WHAT THE TASK ASKS —
Set the listing down again exactly, please, apart from its pictures.

(Segmentation labeling entries)
════════
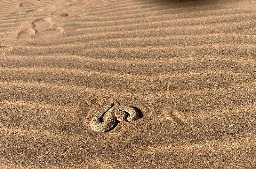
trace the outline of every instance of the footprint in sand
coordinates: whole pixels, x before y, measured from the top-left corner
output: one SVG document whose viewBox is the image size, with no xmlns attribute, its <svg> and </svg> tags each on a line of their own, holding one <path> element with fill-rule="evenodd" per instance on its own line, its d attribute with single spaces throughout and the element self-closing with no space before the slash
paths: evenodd
<svg viewBox="0 0 256 169">
<path fill-rule="evenodd" d="M 63 27 L 53 22 L 52 17 L 45 17 L 35 20 L 30 27 L 19 32 L 17 38 L 29 41 L 31 38 L 47 38 L 58 36 L 64 31 Z"/>
<path fill-rule="evenodd" d="M 171 107 L 165 107 L 162 109 L 162 113 L 166 118 L 170 120 L 181 124 L 188 123 L 185 114 L 182 112 Z"/>
</svg>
════════
SOLUTION TO THE EXERCISE —
trace the outline of every instance of the footprint in sand
coordinates: whole pixels, x before y, measured from the top-left corner
output: one SVG document whose viewBox is the image size, with no xmlns attribute, its <svg> and </svg> tags each on a line of their own, holding one <path> element with fill-rule="evenodd" per instance on its own line, its d attribute with single spaces throughout and the element self-closing with no space before the slash
paths: evenodd
<svg viewBox="0 0 256 169">
<path fill-rule="evenodd" d="M 63 27 L 53 22 L 52 17 L 45 17 L 35 20 L 30 27 L 19 32 L 17 38 L 29 41 L 31 38 L 47 38 L 58 36 L 64 31 Z"/>
<path fill-rule="evenodd" d="M 171 107 L 165 107 L 162 109 L 162 113 L 166 118 L 170 120 L 181 124 L 188 123 L 185 114 L 182 112 Z"/>
</svg>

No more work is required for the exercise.